| Source material |

· · · · ·

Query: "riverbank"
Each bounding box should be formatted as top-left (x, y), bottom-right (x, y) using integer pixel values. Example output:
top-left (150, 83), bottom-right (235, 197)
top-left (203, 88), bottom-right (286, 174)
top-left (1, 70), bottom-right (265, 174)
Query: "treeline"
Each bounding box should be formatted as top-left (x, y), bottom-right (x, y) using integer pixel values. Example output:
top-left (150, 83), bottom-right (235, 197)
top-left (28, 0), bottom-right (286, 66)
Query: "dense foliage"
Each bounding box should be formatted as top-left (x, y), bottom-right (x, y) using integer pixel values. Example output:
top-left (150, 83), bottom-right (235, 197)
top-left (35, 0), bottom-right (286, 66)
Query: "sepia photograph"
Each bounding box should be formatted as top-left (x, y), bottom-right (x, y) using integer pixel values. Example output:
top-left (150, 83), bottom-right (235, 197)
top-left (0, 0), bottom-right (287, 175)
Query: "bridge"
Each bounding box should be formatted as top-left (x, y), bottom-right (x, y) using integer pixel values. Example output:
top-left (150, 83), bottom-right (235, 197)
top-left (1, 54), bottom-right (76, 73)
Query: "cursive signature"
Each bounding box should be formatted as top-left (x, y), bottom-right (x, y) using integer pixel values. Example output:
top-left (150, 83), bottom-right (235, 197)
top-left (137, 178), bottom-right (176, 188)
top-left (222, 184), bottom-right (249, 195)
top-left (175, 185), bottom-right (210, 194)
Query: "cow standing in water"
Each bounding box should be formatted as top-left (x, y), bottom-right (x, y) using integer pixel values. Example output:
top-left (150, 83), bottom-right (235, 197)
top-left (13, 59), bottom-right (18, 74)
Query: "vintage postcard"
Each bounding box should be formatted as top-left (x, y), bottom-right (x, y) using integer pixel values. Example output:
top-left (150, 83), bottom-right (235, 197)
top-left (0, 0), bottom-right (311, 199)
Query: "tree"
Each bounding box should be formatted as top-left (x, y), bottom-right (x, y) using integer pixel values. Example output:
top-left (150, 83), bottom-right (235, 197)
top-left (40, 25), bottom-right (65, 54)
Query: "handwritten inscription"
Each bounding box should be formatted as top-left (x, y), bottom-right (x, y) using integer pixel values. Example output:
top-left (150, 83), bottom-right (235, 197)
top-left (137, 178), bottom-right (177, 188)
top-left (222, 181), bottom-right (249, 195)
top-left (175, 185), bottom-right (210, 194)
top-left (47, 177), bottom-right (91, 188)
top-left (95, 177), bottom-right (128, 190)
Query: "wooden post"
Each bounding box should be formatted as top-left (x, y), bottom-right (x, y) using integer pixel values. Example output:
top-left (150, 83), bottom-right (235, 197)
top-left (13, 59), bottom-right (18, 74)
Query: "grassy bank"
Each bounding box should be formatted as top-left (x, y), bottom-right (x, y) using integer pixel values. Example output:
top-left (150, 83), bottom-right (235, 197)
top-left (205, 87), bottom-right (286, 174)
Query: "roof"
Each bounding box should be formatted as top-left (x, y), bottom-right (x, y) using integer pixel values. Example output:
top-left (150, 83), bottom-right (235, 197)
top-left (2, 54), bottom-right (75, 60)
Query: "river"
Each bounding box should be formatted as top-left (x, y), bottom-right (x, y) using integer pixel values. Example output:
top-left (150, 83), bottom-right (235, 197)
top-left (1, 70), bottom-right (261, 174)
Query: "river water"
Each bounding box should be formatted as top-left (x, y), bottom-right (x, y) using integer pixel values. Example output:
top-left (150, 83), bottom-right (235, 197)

· · · · ·

| Given instruction |
The records above should be repeated in full, exactly as given.

| Result for this exercise |
Query: "riverbank"
Each bounding box should be formatted as top-left (x, y), bottom-right (x, y) using integer pixel values. Example output:
top-left (150, 83), bottom-right (235, 197)
top-left (203, 88), bottom-right (286, 174)
top-left (1, 70), bottom-right (265, 174)
Query: "treeline"
Each bounding box should be formatted as top-left (x, y), bottom-right (x, y) using integer pixel values. Example output:
top-left (150, 83), bottom-right (235, 197)
top-left (28, 0), bottom-right (286, 66)
Query: "dense foliage"
Each bounding box should be formatted as top-left (x, y), bottom-right (x, y) using integer pixel values. Example output:
top-left (150, 83), bottom-right (235, 197)
top-left (35, 0), bottom-right (286, 66)
Query: "sepia photograph"
Each bounding box should be formatted as top-left (x, y), bottom-right (x, y) using integer pixel values. Example output:
top-left (150, 83), bottom-right (235, 197)
top-left (0, 0), bottom-right (287, 175)
Query: "bridge"
Each bounding box should be formatted as top-left (x, y), bottom-right (x, y) using integer pixel values. Example output:
top-left (150, 83), bottom-right (235, 197)
top-left (1, 54), bottom-right (76, 73)
Query: "cursive signature"
Each bounding box should be formatted as top-left (x, y), bottom-right (x, y) using integer pixel values. Example output:
top-left (150, 83), bottom-right (235, 197)
top-left (137, 178), bottom-right (176, 188)
top-left (222, 184), bottom-right (249, 195)
top-left (175, 185), bottom-right (210, 194)
Query: "cow standing in water"
Each bounding box should be formatted as top-left (x, y), bottom-right (x, y) using integer pixel values. Example output:
top-left (150, 83), bottom-right (235, 197)
top-left (13, 59), bottom-right (18, 74)
Query: "vintage postcard"
Each bounding box should be formatted as top-left (x, y), bottom-right (x, y) using integer pixel values. Example output:
top-left (150, 83), bottom-right (235, 197)
top-left (0, 0), bottom-right (311, 199)
Query: "tree"
Each bounding box should be formatted as top-left (x, y), bottom-right (x, y) using integer pixel values. Example output:
top-left (150, 83), bottom-right (235, 197)
top-left (40, 25), bottom-right (65, 54)
Query: "handwritten inscription"
Each bounding box should be formatted as top-left (x, y), bottom-right (x, y) using integer pixel values. Example output:
top-left (150, 83), bottom-right (235, 197)
top-left (137, 178), bottom-right (177, 188)
top-left (222, 181), bottom-right (249, 195)
top-left (175, 185), bottom-right (210, 194)
top-left (47, 177), bottom-right (91, 188)
top-left (95, 177), bottom-right (128, 190)
Query: "wooden post"
Each bounding box should be formatted as top-left (x, y), bottom-right (x, y) using integer pixel values. Example output:
top-left (150, 83), bottom-right (235, 197)
top-left (13, 59), bottom-right (18, 74)
Query: "grassy bank"
Each bounding box should be formatted as top-left (x, y), bottom-right (x, y) using integer pixel values. Example output:
top-left (150, 83), bottom-right (235, 197)
top-left (205, 87), bottom-right (286, 174)
Query: "roof"
Each bounding box should be formatted as top-left (x, y), bottom-right (x, y) using integer pixel values. Example output:
top-left (150, 83), bottom-right (235, 197)
top-left (2, 54), bottom-right (75, 60)
Query: "river"
Each bounding box should be formatted as top-left (x, y), bottom-right (x, y) using integer pixel values. Example output:
top-left (150, 83), bottom-right (235, 197)
top-left (1, 70), bottom-right (261, 174)
Query: "river water"
Each bounding box should be formatted as top-left (x, y), bottom-right (x, y) using integer pixel values. Example output:
top-left (150, 83), bottom-right (235, 197)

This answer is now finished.